### TASK REQUIREMENTS
Return verbatim the run of lines that opens with the line holding "truck cab, writing" and closes with the last line of the records.

Object point labels:

▼

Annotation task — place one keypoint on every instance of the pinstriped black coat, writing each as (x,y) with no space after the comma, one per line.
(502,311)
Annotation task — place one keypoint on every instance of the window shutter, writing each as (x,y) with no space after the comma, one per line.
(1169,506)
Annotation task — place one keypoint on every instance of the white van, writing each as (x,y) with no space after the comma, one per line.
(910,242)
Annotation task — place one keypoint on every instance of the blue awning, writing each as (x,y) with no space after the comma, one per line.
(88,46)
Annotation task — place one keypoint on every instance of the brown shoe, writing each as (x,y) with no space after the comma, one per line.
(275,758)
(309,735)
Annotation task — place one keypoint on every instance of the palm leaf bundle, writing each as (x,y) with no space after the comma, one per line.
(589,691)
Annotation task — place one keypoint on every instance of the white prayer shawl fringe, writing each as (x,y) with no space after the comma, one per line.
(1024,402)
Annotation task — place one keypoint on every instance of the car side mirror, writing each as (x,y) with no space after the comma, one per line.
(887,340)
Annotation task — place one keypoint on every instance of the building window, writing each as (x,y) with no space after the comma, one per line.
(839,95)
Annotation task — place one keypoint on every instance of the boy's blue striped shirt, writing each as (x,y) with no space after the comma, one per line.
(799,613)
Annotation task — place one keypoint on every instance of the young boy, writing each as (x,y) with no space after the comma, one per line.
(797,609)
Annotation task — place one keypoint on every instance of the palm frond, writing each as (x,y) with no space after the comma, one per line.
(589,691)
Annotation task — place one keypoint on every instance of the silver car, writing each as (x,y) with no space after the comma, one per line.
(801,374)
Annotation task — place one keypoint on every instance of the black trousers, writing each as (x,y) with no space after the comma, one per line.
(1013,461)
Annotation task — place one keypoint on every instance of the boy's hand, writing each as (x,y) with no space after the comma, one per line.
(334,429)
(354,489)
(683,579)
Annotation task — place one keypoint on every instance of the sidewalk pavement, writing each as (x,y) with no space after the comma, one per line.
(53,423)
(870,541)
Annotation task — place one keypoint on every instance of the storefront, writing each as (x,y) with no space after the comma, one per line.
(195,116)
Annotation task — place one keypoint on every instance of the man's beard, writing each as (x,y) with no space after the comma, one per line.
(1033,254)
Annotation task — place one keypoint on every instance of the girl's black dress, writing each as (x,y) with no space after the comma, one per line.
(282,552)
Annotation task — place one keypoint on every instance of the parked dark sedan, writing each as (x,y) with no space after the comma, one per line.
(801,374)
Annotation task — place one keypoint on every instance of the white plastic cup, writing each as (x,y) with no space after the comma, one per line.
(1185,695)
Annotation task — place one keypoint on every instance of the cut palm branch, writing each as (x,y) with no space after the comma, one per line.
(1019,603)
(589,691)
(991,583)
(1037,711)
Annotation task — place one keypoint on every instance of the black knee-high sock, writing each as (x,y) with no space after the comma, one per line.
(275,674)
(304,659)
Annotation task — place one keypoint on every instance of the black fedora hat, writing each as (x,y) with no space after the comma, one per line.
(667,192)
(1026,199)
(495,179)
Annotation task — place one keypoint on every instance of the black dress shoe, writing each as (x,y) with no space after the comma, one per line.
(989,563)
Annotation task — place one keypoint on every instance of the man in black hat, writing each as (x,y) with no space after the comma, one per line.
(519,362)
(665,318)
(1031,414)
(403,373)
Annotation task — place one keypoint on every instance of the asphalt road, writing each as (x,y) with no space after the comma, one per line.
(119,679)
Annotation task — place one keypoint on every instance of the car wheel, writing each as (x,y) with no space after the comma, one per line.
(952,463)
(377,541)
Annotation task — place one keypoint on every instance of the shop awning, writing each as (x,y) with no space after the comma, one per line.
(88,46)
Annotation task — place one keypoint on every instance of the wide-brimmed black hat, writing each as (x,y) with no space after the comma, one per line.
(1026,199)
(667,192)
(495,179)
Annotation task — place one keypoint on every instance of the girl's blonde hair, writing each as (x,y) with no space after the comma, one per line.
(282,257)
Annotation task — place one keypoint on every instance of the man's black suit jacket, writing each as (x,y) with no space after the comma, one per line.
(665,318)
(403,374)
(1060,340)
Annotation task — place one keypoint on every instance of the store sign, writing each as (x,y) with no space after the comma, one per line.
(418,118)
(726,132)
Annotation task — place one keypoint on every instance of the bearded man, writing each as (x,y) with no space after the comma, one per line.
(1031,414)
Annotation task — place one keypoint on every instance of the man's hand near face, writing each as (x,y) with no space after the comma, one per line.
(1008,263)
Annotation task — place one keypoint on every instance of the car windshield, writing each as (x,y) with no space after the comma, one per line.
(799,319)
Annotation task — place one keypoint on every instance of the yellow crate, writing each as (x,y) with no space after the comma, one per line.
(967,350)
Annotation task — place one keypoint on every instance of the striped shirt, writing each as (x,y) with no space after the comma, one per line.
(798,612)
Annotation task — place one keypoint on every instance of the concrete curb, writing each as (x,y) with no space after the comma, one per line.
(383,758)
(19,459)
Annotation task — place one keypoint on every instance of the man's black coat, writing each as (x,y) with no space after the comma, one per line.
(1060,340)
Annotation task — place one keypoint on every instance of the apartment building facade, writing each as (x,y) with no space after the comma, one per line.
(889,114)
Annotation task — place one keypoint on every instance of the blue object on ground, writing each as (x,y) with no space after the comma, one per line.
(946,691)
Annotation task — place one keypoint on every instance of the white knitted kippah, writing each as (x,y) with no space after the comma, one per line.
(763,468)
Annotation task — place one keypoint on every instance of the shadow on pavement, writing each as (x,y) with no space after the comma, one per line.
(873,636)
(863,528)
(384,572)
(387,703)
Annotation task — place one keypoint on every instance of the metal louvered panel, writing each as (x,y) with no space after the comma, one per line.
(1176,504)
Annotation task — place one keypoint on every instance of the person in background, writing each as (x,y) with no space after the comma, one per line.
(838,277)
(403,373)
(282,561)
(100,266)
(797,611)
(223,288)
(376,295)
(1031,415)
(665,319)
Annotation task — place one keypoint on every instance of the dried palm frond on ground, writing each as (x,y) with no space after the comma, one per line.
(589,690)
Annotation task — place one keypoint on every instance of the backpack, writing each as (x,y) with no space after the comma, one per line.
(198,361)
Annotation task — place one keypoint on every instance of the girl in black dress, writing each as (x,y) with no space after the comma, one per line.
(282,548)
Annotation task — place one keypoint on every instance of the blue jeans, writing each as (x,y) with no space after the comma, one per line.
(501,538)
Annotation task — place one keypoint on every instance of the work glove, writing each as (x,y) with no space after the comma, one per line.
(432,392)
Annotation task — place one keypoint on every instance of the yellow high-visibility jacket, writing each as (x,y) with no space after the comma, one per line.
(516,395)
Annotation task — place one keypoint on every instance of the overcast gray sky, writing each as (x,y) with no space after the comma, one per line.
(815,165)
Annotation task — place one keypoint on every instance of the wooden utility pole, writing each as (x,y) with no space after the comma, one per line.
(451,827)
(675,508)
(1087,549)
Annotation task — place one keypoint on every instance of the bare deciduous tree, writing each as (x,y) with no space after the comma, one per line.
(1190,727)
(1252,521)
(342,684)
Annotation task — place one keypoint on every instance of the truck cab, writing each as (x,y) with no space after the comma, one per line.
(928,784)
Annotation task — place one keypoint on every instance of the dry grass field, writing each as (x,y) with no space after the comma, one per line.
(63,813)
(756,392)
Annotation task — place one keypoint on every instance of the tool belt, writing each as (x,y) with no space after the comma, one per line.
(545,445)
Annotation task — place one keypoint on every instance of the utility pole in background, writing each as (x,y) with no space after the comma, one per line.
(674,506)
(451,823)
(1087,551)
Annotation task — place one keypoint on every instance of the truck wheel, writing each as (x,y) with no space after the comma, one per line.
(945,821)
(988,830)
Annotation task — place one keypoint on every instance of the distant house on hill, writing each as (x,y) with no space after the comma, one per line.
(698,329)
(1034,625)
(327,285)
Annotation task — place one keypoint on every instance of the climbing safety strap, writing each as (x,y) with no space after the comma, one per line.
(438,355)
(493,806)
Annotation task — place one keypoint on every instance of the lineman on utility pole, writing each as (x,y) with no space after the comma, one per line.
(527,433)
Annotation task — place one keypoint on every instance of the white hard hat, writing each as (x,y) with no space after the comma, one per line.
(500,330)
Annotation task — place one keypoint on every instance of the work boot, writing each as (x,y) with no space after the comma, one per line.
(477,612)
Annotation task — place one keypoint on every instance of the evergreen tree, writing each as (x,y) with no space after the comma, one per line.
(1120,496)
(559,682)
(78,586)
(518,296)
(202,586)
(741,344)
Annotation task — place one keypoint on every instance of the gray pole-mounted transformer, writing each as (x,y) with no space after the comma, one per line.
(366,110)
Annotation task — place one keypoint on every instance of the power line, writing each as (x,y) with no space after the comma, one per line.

▲

### REPLY
Annotation task — place one keypoint on every instance of the truck cab, writing each as (x,y) with no space after the comma, one per line.
(928,784)
Annotation task — place one keypoint on every instance of the dry grass field, writing each as (x,y) with no space after the comma, one per line.
(63,813)
(756,392)
Annotation task — place one keypoint on every instance of the tool belt, writing each as (x,y) with no space after the comma, one per line.
(545,445)
Annotation task — place one keypoint on every instance of the utility pole in background, writing each as (x,y) with no space after the comma, one per line.
(674,506)
(451,823)
(1087,551)
Annotation task — place one keypoint on every instance of the truck wheel, writing each as (x,y) with no space after the comma, one per line.
(945,821)
(988,830)
Annotation task — place one keypoint on every instance of the distant house on hill, writing each as (x,y) with no space after the comma, one per line.
(698,329)
(1034,625)
(327,285)
Annotation task — place one keypoint on every instance of the climbing safety strap, writing each as (x,y) with no space after the comma, one per line.
(438,355)
(493,806)
Annotation task — place one keypoint on every instance of the lineman on utility pole, writing each as (x,y) with no space after the comma, one per line.
(527,433)
Annotation task — place one keypoint on every instance of the white hard hat, writing each as (x,y) with no space after the comma, one per line.
(500,330)
Annotation task — place one keypoint on every instance of the work boot, writing each as (x,y) with no space after the comma, one per line.
(477,612)
Annotation task — place one keypoint on every instance of the evergreen tree, writing each as (x,y) with no space after the comma, one per line.
(1120,496)
(559,682)
(78,586)
(518,296)
(202,586)
(741,344)
Annotation task — place one keypoint on every instance of the gray pole-mounted transformer, writing each as (x,y) with no space after the comma, one per line.
(366,110)
Annotation task — place one keypoint on every instance of the power line, writing each as (x,y) with no space after the comma, one per line.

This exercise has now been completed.